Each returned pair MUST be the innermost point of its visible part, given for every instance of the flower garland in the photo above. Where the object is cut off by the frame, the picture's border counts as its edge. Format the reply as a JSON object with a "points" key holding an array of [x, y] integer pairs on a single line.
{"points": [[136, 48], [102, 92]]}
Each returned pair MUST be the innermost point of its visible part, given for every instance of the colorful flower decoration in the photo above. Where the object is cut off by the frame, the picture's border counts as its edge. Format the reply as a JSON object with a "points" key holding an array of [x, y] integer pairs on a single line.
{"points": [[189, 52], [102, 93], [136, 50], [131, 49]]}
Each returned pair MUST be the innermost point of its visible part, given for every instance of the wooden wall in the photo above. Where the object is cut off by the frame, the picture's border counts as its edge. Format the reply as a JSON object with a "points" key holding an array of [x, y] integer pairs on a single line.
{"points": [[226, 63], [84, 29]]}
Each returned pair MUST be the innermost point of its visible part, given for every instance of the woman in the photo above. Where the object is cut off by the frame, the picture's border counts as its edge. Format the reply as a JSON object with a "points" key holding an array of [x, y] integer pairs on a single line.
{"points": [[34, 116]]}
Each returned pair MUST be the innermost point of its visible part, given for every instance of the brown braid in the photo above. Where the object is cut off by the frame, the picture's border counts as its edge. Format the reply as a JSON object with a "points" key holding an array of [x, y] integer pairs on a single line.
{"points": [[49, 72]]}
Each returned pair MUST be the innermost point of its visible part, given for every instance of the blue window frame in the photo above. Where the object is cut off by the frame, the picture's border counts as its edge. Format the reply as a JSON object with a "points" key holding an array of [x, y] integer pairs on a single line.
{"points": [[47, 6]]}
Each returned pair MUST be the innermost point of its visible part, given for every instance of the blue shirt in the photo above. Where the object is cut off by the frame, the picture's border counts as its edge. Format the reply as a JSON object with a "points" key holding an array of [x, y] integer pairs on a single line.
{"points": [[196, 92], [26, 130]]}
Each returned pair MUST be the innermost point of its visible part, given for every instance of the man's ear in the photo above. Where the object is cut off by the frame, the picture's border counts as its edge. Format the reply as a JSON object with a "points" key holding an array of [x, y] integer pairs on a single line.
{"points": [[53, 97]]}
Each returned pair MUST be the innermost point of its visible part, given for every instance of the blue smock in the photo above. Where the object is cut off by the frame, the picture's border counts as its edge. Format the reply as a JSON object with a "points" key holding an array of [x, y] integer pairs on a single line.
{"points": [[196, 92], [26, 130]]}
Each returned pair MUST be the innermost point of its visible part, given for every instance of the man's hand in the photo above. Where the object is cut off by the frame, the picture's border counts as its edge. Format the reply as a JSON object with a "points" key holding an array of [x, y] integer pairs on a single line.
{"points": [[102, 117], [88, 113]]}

══════════

▸ **YOUR ASSIGNMENT**
Write out the lines from the one containing "the blue window" through the last line of the records above. Include both of those lines and nothing else.

▸ **SOLUTION TO THIS PROBLEM**
Each returned pair MUST be the innermost point of its visible part, given for every instance of the blue window frame in the photo above. Where the object is cut off by the frame, the picture's border counts as its edge. Format the reply as a JSON object with a "points" key holding an array of [x, y] integer pairs on a single line.
{"points": [[47, 6]]}
Each returned pair MUST be the innermost point of its visible part, given for every instance of the blue shirt in the photo above. Where the object is cut off by the frame, the picture's border counts as its edge. Format the reply as a JSON object with a "points" key holding an array of [x, y] integer pairs on a single line.
{"points": [[196, 92], [26, 130]]}
Each returned pair MUST be the innermost point of its visible part, given for every instance of the man's ear in the photo above. Where the object is cut off by the frame, the picture's border counts as its edge. Format the reply as a JSON object with a "points" key holding an array of [x, y] integer pairs on a single line.
{"points": [[53, 97]]}
Each returned pair MUST be the innermost point of its visible part, given for every instance of the blue smock in the photo above. Where the object is cut off by the frame, the picture's border counts as its edge. Format the reply as a JSON object with a "points" key holding an array of [x, y] integer pairs on a single line.
{"points": [[196, 92], [26, 130]]}
Each returned pair MUST be the innermost point of its visible part, given for every instance of the man's hand in the photo above. Where the object is cut off by the frame, the picture's border counts as its edge. Format the reply as a JSON object with a "points" key holding an array of [x, y] integer pairs on a single line.
{"points": [[102, 117], [88, 113]]}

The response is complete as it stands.